WORK TO BE COMPLETED:
You are to retype all of the data exactly as it appears.

START

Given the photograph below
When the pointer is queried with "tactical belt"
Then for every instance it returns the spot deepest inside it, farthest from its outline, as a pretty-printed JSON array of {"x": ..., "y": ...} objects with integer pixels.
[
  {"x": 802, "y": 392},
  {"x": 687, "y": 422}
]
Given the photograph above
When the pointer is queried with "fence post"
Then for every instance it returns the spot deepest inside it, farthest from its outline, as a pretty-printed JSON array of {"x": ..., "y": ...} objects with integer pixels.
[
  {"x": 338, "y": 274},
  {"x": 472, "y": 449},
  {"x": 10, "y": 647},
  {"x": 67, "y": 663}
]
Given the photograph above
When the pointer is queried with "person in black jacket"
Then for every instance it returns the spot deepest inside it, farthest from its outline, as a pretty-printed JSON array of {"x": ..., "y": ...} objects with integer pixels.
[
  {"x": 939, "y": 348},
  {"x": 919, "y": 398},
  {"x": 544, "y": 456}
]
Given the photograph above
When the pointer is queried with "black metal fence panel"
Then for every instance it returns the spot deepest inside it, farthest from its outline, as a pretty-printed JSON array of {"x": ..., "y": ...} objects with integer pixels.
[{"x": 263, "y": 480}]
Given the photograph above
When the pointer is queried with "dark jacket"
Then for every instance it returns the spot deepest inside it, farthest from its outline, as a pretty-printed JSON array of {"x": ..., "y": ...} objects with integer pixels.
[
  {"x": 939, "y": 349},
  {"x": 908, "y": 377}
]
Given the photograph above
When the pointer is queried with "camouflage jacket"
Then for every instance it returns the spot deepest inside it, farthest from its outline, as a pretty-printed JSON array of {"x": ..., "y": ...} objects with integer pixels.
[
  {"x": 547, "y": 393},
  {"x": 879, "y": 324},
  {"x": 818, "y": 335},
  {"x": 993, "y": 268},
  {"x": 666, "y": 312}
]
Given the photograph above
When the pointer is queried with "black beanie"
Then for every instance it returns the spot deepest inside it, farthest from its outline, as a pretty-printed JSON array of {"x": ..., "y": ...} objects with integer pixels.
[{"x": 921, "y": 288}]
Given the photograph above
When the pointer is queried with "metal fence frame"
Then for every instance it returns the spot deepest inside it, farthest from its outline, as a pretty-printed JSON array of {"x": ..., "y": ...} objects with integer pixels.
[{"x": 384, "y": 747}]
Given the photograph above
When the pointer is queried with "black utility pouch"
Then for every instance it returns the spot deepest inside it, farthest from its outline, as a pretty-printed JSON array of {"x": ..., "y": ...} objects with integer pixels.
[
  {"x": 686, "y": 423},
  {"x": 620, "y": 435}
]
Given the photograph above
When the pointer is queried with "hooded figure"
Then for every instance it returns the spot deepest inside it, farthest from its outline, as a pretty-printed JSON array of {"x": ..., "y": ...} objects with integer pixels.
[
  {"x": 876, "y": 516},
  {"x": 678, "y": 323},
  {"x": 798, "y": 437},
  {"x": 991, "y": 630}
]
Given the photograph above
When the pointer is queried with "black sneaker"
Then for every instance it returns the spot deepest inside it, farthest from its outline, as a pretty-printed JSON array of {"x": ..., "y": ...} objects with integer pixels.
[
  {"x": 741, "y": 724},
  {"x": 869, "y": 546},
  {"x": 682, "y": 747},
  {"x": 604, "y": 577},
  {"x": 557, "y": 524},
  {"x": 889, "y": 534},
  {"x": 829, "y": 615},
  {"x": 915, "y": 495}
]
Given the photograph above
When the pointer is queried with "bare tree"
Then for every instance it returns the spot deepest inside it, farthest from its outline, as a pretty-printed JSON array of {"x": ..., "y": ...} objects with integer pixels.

END

SOLUTION FOR THIS EXERCISE:
Given the photograph below
When the pointer is queried with "tactical belt"
Then for every instance it returns the spot deepest inside it, farthest from its outline, as a pretty-printed JSON array of {"x": ..., "y": ...} objects with integer pixels.
[
  {"x": 802, "y": 392},
  {"x": 687, "y": 422}
]
Given the photograph above
When the pointer is queried with "fence post"
Then for every instance it returns the spot deepest inside it, farthest from its outline, as a pretty-printed JSON array of {"x": ..., "y": ...} objects with integer pixels.
[
  {"x": 338, "y": 274},
  {"x": 472, "y": 449},
  {"x": 10, "y": 647},
  {"x": 67, "y": 663}
]
Given the photograph above
When the pointer is queried with "person in black jacket"
Then for every instance it returns the spot deepest inside it, farthest from its outline, as a pretty-printed JSON array of {"x": ..., "y": ...} objects with integer pixels.
[
  {"x": 939, "y": 348},
  {"x": 919, "y": 398},
  {"x": 544, "y": 456}
]
Given the photograph above
When the pointer is queried with "black metal fence panel"
Then for every instance it returns the spot deepest inside it, farthest from its outline, as a pretty-printed JSON array of {"x": ..., "y": ...} objects with integer pixels.
[{"x": 263, "y": 480}]
Given the photograph above
When the pointer is queried with "dark jacket"
Then for every instance it returns the spot deepest inside it, farthest from its outline, as a pretty-printed JSON array of {"x": ..., "y": ...} objects with integer pixels.
[
  {"x": 939, "y": 349},
  {"x": 908, "y": 377}
]
Given the photograph above
When the pointer is queried with "camouflage jacket"
Then for every instance it returns the spot deepest inside it, farthest from its outline, as a pretty-printed JSON array of {"x": ..., "y": ...} objects with integer pixels.
[
  {"x": 547, "y": 393},
  {"x": 879, "y": 324},
  {"x": 818, "y": 335},
  {"x": 993, "y": 268},
  {"x": 666, "y": 312}
]
Given the photograph above
When the pointer is queried with "black beanie"
Then for every instance it returns the spot deepest inside it, farthest from its outline, as a pretty-printed JSON array of {"x": ..., "y": ...} objects with integer pixels.
[{"x": 921, "y": 288}]
Given the photograph above
When the pointer is queried with "metal fence frame"
Then for every instance it returns the spot deepest inside it, farthest from its outline, as a pretty-printed JSON array of {"x": ..., "y": ...} objects with integer pixels.
[{"x": 384, "y": 747}]
Given the photograph above
When the pointer is queried with "black utility pouch"
Then for every instance it returns the spot deepest inside it, farthest from its outline, as a pretty-printed JSON array of {"x": ..., "y": ...} objects with integer pixels.
[
  {"x": 686, "y": 423},
  {"x": 620, "y": 435}
]
Given the photograph above
When the pointer is queried with "hooded figure"
Then for every instance it returns the spot deepest inside it, farthest from its outline, as a pretty-printed JSON array of {"x": ..., "y": ...} objects with integer pixels.
[
  {"x": 876, "y": 516},
  {"x": 678, "y": 323},
  {"x": 798, "y": 437},
  {"x": 991, "y": 630}
]
Given the photograph above
When the pointer is queried with "black sneaker"
Then for every instance it returns the spot deepest inside it, farthest from its outline, as a pretty-printed JSON array of {"x": ..., "y": ...} objects with integer pixels.
[
  {"x": 741, "y": 724},
  {"x": 869, "y": 546},
  {"x": 682, "y": 747},
  {"x": 604, "y": 577},
  {"x": 557, "y": 524},
  {"x": 889, "y": 534},
  {"x": 829, "y": 615},
  {"x": 915, "y": 495}
]
Given the photograph above
When the pointer is queried with "bare tree"
Then for every instance it returns the spot deepest inside it, farthest from its outline, as a pretty-printed JSON array of {"x": ..., "y": ...} objects with integer pixels.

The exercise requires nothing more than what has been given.